» **Goal**: Extract every line of the records that contains the string "woman", matching case exactly.

» **The input**:
--- Begin ---
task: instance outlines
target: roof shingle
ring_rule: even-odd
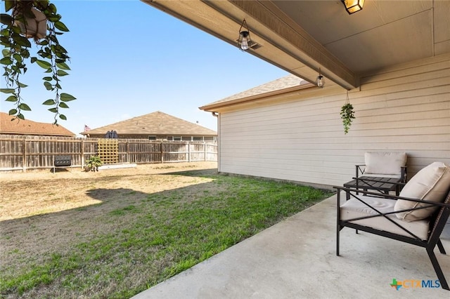
[[[105,134],[115,131],[117,135],[216,135],[214,131],[157,111],[117,123],[83,132],[83,135]]]
[[[0,112],[0,133],[18,135],[42,135],[49,136],[75,137],[75,134],[70,132],[61,125],[39,123],[28,119],[14,119],[7,113]]]

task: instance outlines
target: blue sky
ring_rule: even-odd
[[[59,39],[72,69],[62,92],[77,98],[58,124],[75,133],[84,124],[95,128],[158,110],[217,130],[217,119],[198,107],[288,74],[137,0],[52,2],[70,29]],[[53,96],[42,69],[28,67],[22,98],[32,111],[25,117],[52,122],[41,105]],[[13,107],[0,97],[8,112]]]

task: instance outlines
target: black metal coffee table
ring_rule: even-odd
[[[395,191],[395,195],[400,193],[400,185],[401,182],[399,178],[378,178],[374,176],[361,176],[358,180],[352,180],[344,184],[346,188],[354,188],[364,191],[377,190],[385,194],[389,194],[390,191]],[[349,199],[350,194],[347,193],[347,199]]]

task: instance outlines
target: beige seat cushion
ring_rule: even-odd
[[[450,190],[450,166],[442,162],[434,162],[420,170],[405,185],[400,197],[423,199],[434,202],[444,202]],[[426,206],[426,204],[399,199],[395,204],[395,211]],[[397,217],[404,221],[425,219],[437,209],[437,207],[422,208],[409,212],[397,213]]]
[[[365,175],[373,174],[400,175],[406,165],[404,152],[367,152],[364,154]],[[373,176],[373,175],[371,175]]]
[[[359,196],[358,197],[381,213],[393,212],[394,206],[397,201],[391,199],[366,196]],[[342,220],[347,220],[349,219],[370,215],[379,214],[356,199],[349,199],[340,206],[340,219]],[[387,217],[414,234],[420,239],[428,239],[430,227],[430,222],[428,219],[409,222],[398,219],[394,213],[390,214]],[[407,232],[382,216],[351,221],[351,222],[413,238],[413,237]]]

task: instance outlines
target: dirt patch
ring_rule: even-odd
[[[108,214],[111,211],[132,207],[156,192],[187,186],[195,192],[196,185],[210,180],[176,173],[217,173],[217,165],[215,162],[144,164],[96,173],[74,169],[54,174],[49,171],[1,174],[1,262],[8,259],[9,264],[30,254],[39,258],[50,248],[70,250],[68,244],[108,232],[110,228]],[[93,225],[94,219],[103,219],[99,222],[105,225]]]
[[[90,190],[122,188],[150,194],[175,189],[189,182],[161,175],[193,170],[215,171],[217,168],[217,162],[195,162],[143,164],[98,172],[75,168],[58,169],[56,173],[51,171],[0,173],[0,221],[99,204]]]

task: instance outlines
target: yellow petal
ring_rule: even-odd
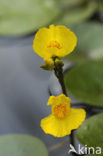
[[[65,26],[50,25],[41,28],[35,35],[34,51],[43,58],[64,57],[73,51],[77,37]]]
[[[41,120],[41,128],[45,133],[55,137],[64,137],[71,134],[73,129],[77,129],[85,120],[86,113],[83,109],[71,109],[68,117],[57,119],[50,115]]]
[[[50,96],[47,105],[59,105],[62,103],[70,104],[71,99],[64,94],[59,96]]]

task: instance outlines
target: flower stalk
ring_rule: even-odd
[[[56,63],[55,60],[54,60],[54,73],[60,83],[63,94],[65,94],[67,96],[67,91],[66,91],[66,87],[65,87],[65,83],[64,83],[63,64],[58,65],[58,63]],[[75,147],[73,131],[71,131],[69,139],[70,139],[70,144],[72,144]],[[76,155],[76,154],[74,154],[74,155]]]

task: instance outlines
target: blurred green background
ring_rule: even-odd
[[[103,0],[0,0],[0,156],[68,155],[67,144],[59,144],[66,138],[53,138],[40,128],[50,113],[45,104],[51,73],[39,68],[43,61],[32,42],[35,32],[50,24],[66,25],[77,35],[77,47],[64,58],[74,65],[65,84],[70,97],[99,108],[90,109],[87,116],[95,116],[77,137],[103,150],[103,113],[96,115],[103,110]]]

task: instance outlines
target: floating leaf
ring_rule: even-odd
[[[0,35],[24,35],[48,25],[60,13],[51,0],[0,0]]]
[[[87,18],[89,18],[96,10],[97,10],[97,5],[94,2],[90,2],[85,7],[68,9],[68,11],[64,13],[64,16],[61,17],[59,21],[58,20],[56,21],[56,24],[63,24],[68,26],[70,24],[80,23],[86,20]]]
[[[65,75],[68,92],[89,105],[103,107],[103,61],[88,61]]]
[[[100,147],[103,153],[103,113],[87,119],[76,131],[76,135],[80,143],[94,147],[95,150]]]
[[[0,136],[0,156],[48,156],[43,142],[29,135]]]
[[[103,59],[103,25],[96,22],[87,22],[71,27],[78,38],[78,44],[74,53],[65,59],[82,62],[87,59]],[[76,54],[77,53],[77,54]]]

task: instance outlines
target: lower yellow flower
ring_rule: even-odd
[[[45,133],[64,137],[82,124],[86,112],[84,109],[71,108],[70,101],[64,94],[49,98],[47,105],[51,105],[52,114],[41,120],[41,128]]]

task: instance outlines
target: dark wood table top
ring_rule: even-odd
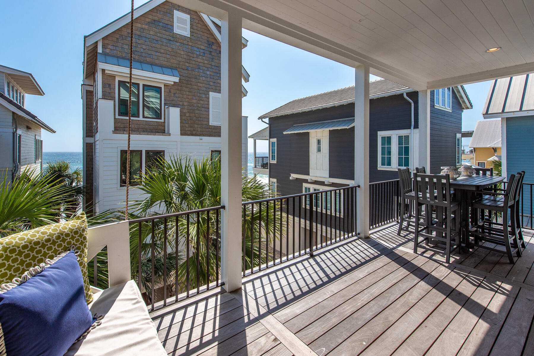
[[[481,190],[484,188],[503,182],[505,177],[498,175],[475,175],[472,177],[459,177],[451,181],[451,188],[466,190]]]

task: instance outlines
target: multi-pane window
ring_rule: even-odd
[[[450,87],[435,90],[434,106],[451,110],[451,108],[452,107],[451,94]]]
[[[399,135],[398,140],[398,167],[410,166],[410,135]]]
[[[43,140],[35,138],[35,161],[43,159]]]
[[[157,168],[165,159],[164,151],[145,151],[145,169],[151,170]]]
[[[128,151],[121,150],[121,187],[126,186],[126,172]],[[140,150],[130,151],[130,185],[138,185],[138,177],[142,172]]]
[[[276,163],[276,139],[271,139],[269,143],[270,161]]]
[[[119,81],[119,115],[121,116],[128,116],[129,86],[129,83]],[[139,84],[132,83],[132,117],[139,117]]]
[[[391,166],[391,136],[380,137],[380,165],[382,167]]]
[[[161,118],[161,87],[143,86],[143,117],[145,119]]]

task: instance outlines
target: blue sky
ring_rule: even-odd
[[[136,1],[135,5],[144,2]],[[2,36],[0,64],[34,75],[46,95],[27,95],[26,108],[57,131],[52,134],[43,131],[43,150],[81,151],[83,36],[128,12],[130,2],[95,0],[90,6],[62,0],[3,2],[2,7],[0,33],[17,36]],[[249,117],[249,134],[264,127],[256,118],[272,109],[295,99],[354,85],[351,67],[249,31],[244,30],[243,35],[249,41],[242,53],[250,75],[242,110]],[[489,83],[466,87],[474,108],[464,111],[463,130],[472,130],[482,118]],[[259,145],[258,151],[263,147],[266,149],[266,144]]]

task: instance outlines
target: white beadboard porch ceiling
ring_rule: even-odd
[[[534,72],[532,0],[201,3],[241,13],[245,28],[348,65],[367,64],[373,74],[418,90]],[[493,47],[502,49],[486,53]]]

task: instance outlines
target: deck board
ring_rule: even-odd
[[[410,252],[409,234],[392,225],[252,276],[242,295],[153,320],[172,355],[534,354],[534,244],[524,233],[515,265],[481,248],[447,264]]]

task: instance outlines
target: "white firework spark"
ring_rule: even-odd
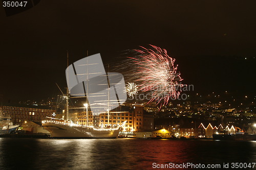
[[[134,95],[138,93],[138,86],[134,83],[129,83],[126,84],[124,92],[126,92],[130,97],[133,99]]]

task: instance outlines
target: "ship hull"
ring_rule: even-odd
[[[114,130],[99,130],[92,127],[70,126],[52,123],[42,124],[42,127],[51,133],[54,138],[116,138],[120,128]]]
[[[16,129],[19,126],[19,125],[11,126],[9,127],[9,128],[6,128],[5,127],[0,128],[0,134],[8,134],[11,133],[12,131],[15,131]]]

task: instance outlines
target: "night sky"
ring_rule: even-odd
[[[7,17],[0,8],[5,101],[60,94],[70,63],[153,44],[176,59],[196,92],[256,94],[256,1],[50,1]]]

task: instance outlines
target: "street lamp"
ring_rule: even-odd
[[[253,126],[254,127],[254,133],[255,134],[255,129],[256,129],[256,124],[253,124]]]
[[[88,123],[88,104],[84,103],[83,106],[86,108],[86,125],[89,126]]]

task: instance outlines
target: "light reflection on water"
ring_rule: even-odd
[[[152,163],[255,162],[256,142],[0,138],[0,169],[145,169]]]

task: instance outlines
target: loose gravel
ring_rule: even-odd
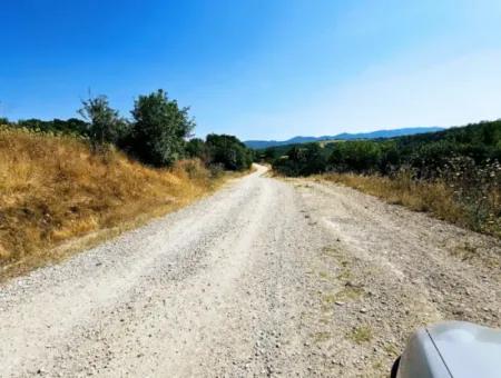
[[[0,288],[1,377],[376,377],[501,325],[498,240],[265,168]]]

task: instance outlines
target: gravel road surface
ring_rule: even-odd
[[[0,377],[384,377],[440,319],[501,326],[501,245],[266,169],[0,287]]]

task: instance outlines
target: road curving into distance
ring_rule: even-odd
[[[492,238],[258,166],[4,284],[0,376],[383,376],[415,327],[501,325],[500,256]]]

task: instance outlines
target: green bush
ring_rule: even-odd
[[[89,123],[87,135],[92,145],[117,143],[128,131],[128,123],[118,111],[111,109],[106,96],[98,96],[81,101],[82,108],[78,110]]]
[[[254,160],[252,150],[234,136],[210,133],[206,149],[210,163],[220,163],[228,170],[248,169]]]
[[[195,127],[188,108],[179,108],[161,89],[135,102],[128,149],[144,162],[170,166],[185,156],[186,138]]]

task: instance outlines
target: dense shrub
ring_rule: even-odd
[[[228,170],[248,169],[253,163],[252,150],[234,136],[208,135],[206,151],[210,163],[220,163]]]
[[[274,162],[274,169],[286,176],[308,176],[326,170],[327,159],[317,143],[294,146],[287,156]]]
[[[117,143],[128,132],[129,125],[118,111],[111,109],[106,96],[98,96],[81,101],[82,108],[78,111],[89,123],[87,135],[92,145]]]
[[[188,108],[179,108],[160,89],[139,96],[132,117],[130,150],[144,162],[170,166],[185,156],[185,140],[195,127]]]

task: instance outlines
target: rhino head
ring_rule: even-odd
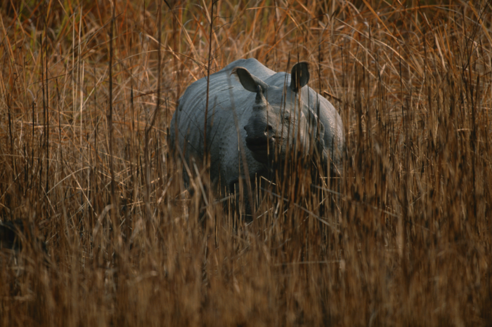
[[[244,126],[246,146],[255,160],[265,164],[283,161],[289,151],[302,156],[314,152],[322,161],[328,159],[325,127],[302,96],[302,88],[309,80],[306,62],[292,67],[288,87],[270,86],[244,67],[236,67],[233,74],[245,90],[256,93]]]

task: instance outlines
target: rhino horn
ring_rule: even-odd
[[[297,93],[309,81],[309,65],[306,62],[294,65],[290,73],[290,89]]]
[[[266,106],[266,99],[265,99],[261,91],[261,86],[259,85],[257,86],[257,97],[254,99],[254,106],[259,107]]]

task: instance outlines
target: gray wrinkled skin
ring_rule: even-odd
[[[271,163],[285,159],[287,149],[320,156],[340,173],[345,143],[342,119],[331,103],[304,86],[307,64],[294,65],[294,71],[296,85],[292,86],[290,74],[276,73],[256,59],[236,60],[210,75],[207,147],[210,179],[222,190],[233,192],[245,178],[243,157],[250,178],[266,176]],[[186,89],[171,121],[171,146],[179,146],[188,163],[192,157],[197,164],[203,161],[206,98],[207,79],[202,78]]]

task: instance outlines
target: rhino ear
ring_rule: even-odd
[[[290,72],[290,89],[297,92],[309,81],[309,65],[306,62],[294,65]]]
[[[253,75],[246,68],[242,67],[237,67],[234,68],[231,74],[235,74],[239,81],[242,85],[242,87],[250,92],[257,93],[257,86],[261,87],[261,91],[266,92],[268,88],[268,84],[259,79],[256,76]]]

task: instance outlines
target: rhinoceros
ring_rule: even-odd
[[[256,59],[241,59],[209,79],[207,145],[206,77],[179,99],[169,137],[171,149],[179,147],[188,163],[192,158],[203,162],[207,147],[210,180],[222,190],[233,192],[245,172],[249,178],[268,175],[289,153],[317,156],[339,174],[345,142],[342,119],[331,103],[306,86],[306,62],[287,74]],[[189,182],[186,172],[183,176]]]

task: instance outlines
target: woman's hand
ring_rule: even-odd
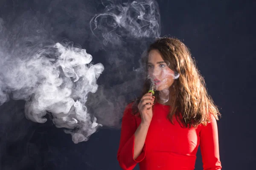
[[[152,107],[154,105],[155,96],[151,95],[151,93],[145,94],[141,98],[138,105],[138,108],[141,117],[141,123],[147,125],[150,124],[153,116]]]

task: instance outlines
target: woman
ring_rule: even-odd
[[[149,79],[142,96],[128,105],[123,116],[121,167],[132,170],[139,163],[141,170],[193,170],[200,144],[204,169],[221,170],[220,114],[188,48],[176,39],[161,38],[147,54]],[[154,95],[147,93],[152,82]]]

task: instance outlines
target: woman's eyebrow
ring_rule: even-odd
[[[166,62],[164,61],[159,61],[158,62],[157,62],[157,64],[161,64],[161,63],[165,63]],[[151,64],[153,65],[153,64],[152,64],[151,62],[148,62],[148,64]]]

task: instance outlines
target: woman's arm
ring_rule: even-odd
[[[133,169],[145,158],[145,136],[148,127],[142,124],[137,128],[134,116],[131,114],[131,104],[125,108],[123,116],[117,160],[123,170]]]
[[[204,170],[221,169],[219,152],[217,122],[211,114],[211,122],[206,126],[202,125],[200,132],[200,148]]]
[[[134,159],[138,158],[138,156],[141,153],[145,144],[149,126],[149,125],[141,123],[134,133]]]

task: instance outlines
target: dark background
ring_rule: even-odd
[[[35,8],[30,6],[29,1],[2,1],[0,14]],[[189,48],[220,109],[222,118],[218,123],[223,169],[254,169],[256,2],[157,2],[161,36],[178,38]],[[81,42],[79,37],[70,35],[64,37]],[[2,115],[13,114],[0,120],[2,128],[11,124],[5,126],[8,133],[0,139],[0,142],[4,138],[9,139],[8,143],[0,143],[0,169],[121,169],[116,160],[119,129],[101,129],[89,141],[74,144],[69,135],[50,121],[39,124],[26,119],[24,104],[11,100],[0,107]],[[202,169],[200,150],[198,156],[196,169]]]

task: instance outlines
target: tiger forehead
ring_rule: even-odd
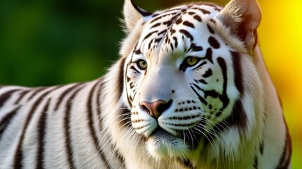
[[[158,55],[161,52],[168,53],[177,48],[177,36],[172,36],[176,32],[185,35],[191,42],[194,37],[187,29],[194,29],[196,24],[203,23],[203,18],[216,15],[222,8],[214,4],[194,3],[177,6],[152,15],[146,24],[145,30],[141,36],[141,42],[135,50],[137,53],[144,54],[146,56]],[[177,29],[182,27],[182,29]],[[174,43],[172,44],[171,41]],[[161,48],[163,44],[170,46]]]

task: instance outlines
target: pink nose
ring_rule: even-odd
[[[168,102],[163,100],[158,100],[153,103],[141,101],[141,107],[147,111],[152,117],[158,118],[161,114],[167,110],[172,104],[172,100]]]

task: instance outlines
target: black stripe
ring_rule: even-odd
[[[227,63],[225,63],[225,59],[221,57],[218,57],[217,58],[217,61],[218,62],[219,65],[221,68],[221,72],[222,73],[222,77],[223,77],[223,91],[222,91],[222,94],[219,96],[219,99],[222,101],[223,103],[222,108],[225,109],[229,103],[229,97],[227,97]]]
[[[103,79],[99,80],[99,86],[98,87],[99,92],[96,94],[96,109],[98,113],[99,123],[99,128],[101,131],[103,131],[103,119],[101,116],[101,96],[103,91]]]
[[[8,100],[11,98],[11,95],[14,93],[15,92],[20,90],[20,89],[12,89],[7,91],[6,92],[0,95],[0,108],[1,108],[7,100]]]
[[[187,20],[183,22],[182,25],[184,25],[185,26],[187,26],[187,27],[192,27],[192,28],[195,28],[194,25],[193,23],[190,23],[190,22],[187,21]]]
[[[184,165],[184,167],[187,168],[189,168],[189,169],[195,168],[193,164],[191,163],[191,161],[188,159],[178,158],[178,162],[180,163],[182,165]]]
[[[7,128],[7,126],[8,126],[8,125],[11,124],[13,118],[15,115],[19,108],[20,108],[20,106],[16,107],[11,112],[6,113],[6,115],[0,121],[0,140],[1,139],[2,134]]]
[[[212,37],[212,36],[209,37],[208,39],[208,42],[210,44],[210,45],[212,47],[215,49],[218,49],[220,47],[220,44],[214,37]]]
[[[167,15],[175,15],[176,13],[177,13],[177,12],[174,12],[174,13],[166,13],[166,14],[164,14],[164,15],[159,15],[156,16],[156,18],[153,18],[152,20],[150,22],[150,23],[153,23],[155,21],[156,21],[156,20],[158,20],[159,19],[161,19],[161,18],[164,18],[164,17],[165,17]]]
[[[253,168],[255,169],[258,169],[258,158],[257,158],[257,156],[255,156],[255,158],[253,159]]]
[[[212,59],[212,49],[210,48],[208,48],[206,49],[206,58],[212,63],[213,63],[213,59]]]
[[[242,80],[242,67],[241,67],[241,58],[239,53],[230,51],[232,55],[232,60],[233,61],[233,69],[235,81],[235,86],[239,92],[240,94],[244,92],[244,84]]]
[[[23,127],[22,133],[20,137],[19,142],[17,145],[17,149],[15,149],[15,156],[14,156],[14,163],[13,163],[13,168],[21,168],[23,165],[23,153],[22,150],[22,144],[23,143],[23,139],[25,135],[26,130],[27,129],[28,125],[30,124],[30,120],[32,120],[32,118],[33,116],[33,114],[34,111],[36,111],[37,108],[39,106],[39,105],[41,104],[41,102],[43,101],[43,99],[51,92],[59,88],[61,86],[58,86],[57,87],[55,87],[52,89],[50,89],[44,94],[42,94],[40,96],[39,96],[38,99],[34,101],[34,103],[32,104],[31,109],[28,113],[28,115],[25,120],[25,123],[24,124],[24,126]],[[45,89],[49,89],[49,88],[40,88],[39,90]]]
[[[18,98],[18,99],[15,100],[15,104],[18,104],[20,103],[20,101],[22,100],[22,99],[23,99],[23,97],[25,96],[25,94],[27,94],[30,91],[32,91],[32,90],[28,89],[28,90],[25,90],[25,91],[22,92],[19,94],[19,98]]]
[[[47,111],[49,111],[49,103],[51,99],[47,100],[45,104],[41,116],[38,122],[38,149],[37,150],[37,163],[36,168],[44,168],[44,137],[45,128],[46,126]]]
[[[48,89],[47,87],[39,87],[35,89],[35,90],[34,90],[34,92],[27,98],[27,101],[31,100],[34,96],[36,96],[38,93],[39,93],[41,91]]]
[[[195,20],[197,20],[197,21],[202,22],[201,18],[199,15],[195,15],[193,17],[193,18],[194,18]]]
[[[101,158],[103,160],[105,166],[108,168],[110,168],[109,163],[108,163],[105,155],[103,154],[103,151],[101,149],[101,147],[99,146],[99,142],[98,140],[98,138],[96,137],[96,132],[94,130],[94,115],[93,115],[93,111],[92,111],[92,106],[93,106],[93,96],[94,93],[96,92],[98,92],[98,89],[96,88],[98,85],[98,82],[96,82],[94,85],[92,87],[92,88],[90,89],[89,95],[88,96],[88,101],[87,102],[87,119],[88,119],[88,126],[89,127],[89,131],[90,134],[92,137],[92,140],[94,143],[94,146],[96,148],[97,151],[99,152],[99,155],[101,156]]]
[[[66,96],[67,94],[68,94],[69,92],[70,92],[70,91],[72,91],[73,89],[77,88],[78,86],[81,85],[82,83],[77,83],[73,84],[73,86],[70,87],[69,88],[68,88],[67,89],[65,89],[63,93],[61,94],[60,96],[58,97],[58,99],[57,99],[57,102],[56,104],[56,106],[54,108],[54,111],[58,111],[58,108],[59,107],[59,106],[61,105],[60,104],[62,103],[63,99],[64,99],[65,96]]]
[[[212,29],[212,27],[208,24],[207,24],[206,26],[208,27],[208,30],[210,32],[210,33],[215,34],[214,30]]]
[[[126,58],[121,59],[120,63],[119,71],[118,71],[118,93],[119,94],[118,100],[120,97],[122,96],[123,88],[124,88],[124,69],[125,69],[125,62],[126,61]]]
[[[203,99],[201,95],[199,95],[199,94],[195,90],[195,89],[192,86],[191,86],[191,89],[192,89],[193,91],[196,94],[201,103],[204,104],[205,105],[208,105],[208,102],[206,101],[206,99]]]
[[[67,160],[69,164],[69,168],[75,168],[74,162],[73,160],[73,149],[71,147],[71,132],[70,132],[70,111],[71,107],[73,106],[73,101],[75,99],[77,94],[84,87],[80,87],[76,89],[73,94],[69,97],[68,100],[66,101],[65,105],[65,113],[64,116],[64,133],[65,136],[65,146],[66,146],[66,153],[67,153]]]
[[[147,34],[147,35],[146,35],[144,37],[144,40],[145,40],[146,39],[148,39],[149,37],[150,37],[152,35],[153,35],[153,34],[155,34],[155,33],[157,33],[157,32],[158,32],[158,30],[155,30],[155,31],[153,31],[153,32],[149,32],[149,34]],[[143,41],[144,41],[143,40]]]
[[[277,169],[287,169],[289,168],[289,163],[291,162],[291,139],[289,135],[289,128],[287,127],[287,124],[285,122],[285,118],[283,117],[286,134],[285,134],[285,139],[284,139],[284,145],[283,146],[282,154],[279,160],[278,166],[277,166]]]
[[[161,25],[161,23],[156,23],[156,24],[153,25],[150,27],[150,29],[151,29],[151,28],[154,28],[154,27],[158,27],[158,26],[159,26],[159,25]]]
[[[193,36],[187,30],[179,30],[180,33],[182,33],[183,35],[184,35],[187,37],[189,38],[191,42],[194,40],[194,38],[193,37]]]

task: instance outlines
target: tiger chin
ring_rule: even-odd
[[[291,168],[256,0],[123,14],[104,77],[0,86],[0,168]]]

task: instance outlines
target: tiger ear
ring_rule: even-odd
[[[137,22],[141,18],[152,15],[151,13],[136,6],[132,0],[125,0],[123,14],[127,31],[128,32],[130,32],[134,28]]]
[[[218,17],[232,34],[244,42],[251,51],[257,44],[257,28],[261,20],[261,11],[256,0],[232,0]]]

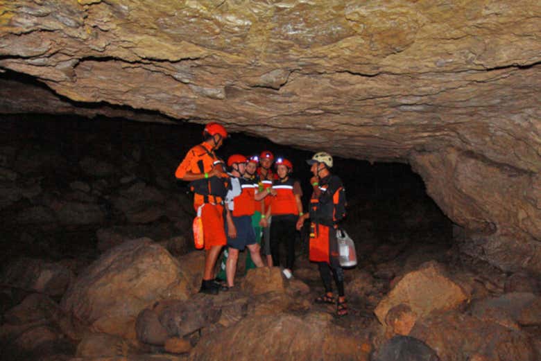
--- End ---
» **Exercise result**:
target: woman's hand
target: woman
target: woman's eyebrow
target: woman's arm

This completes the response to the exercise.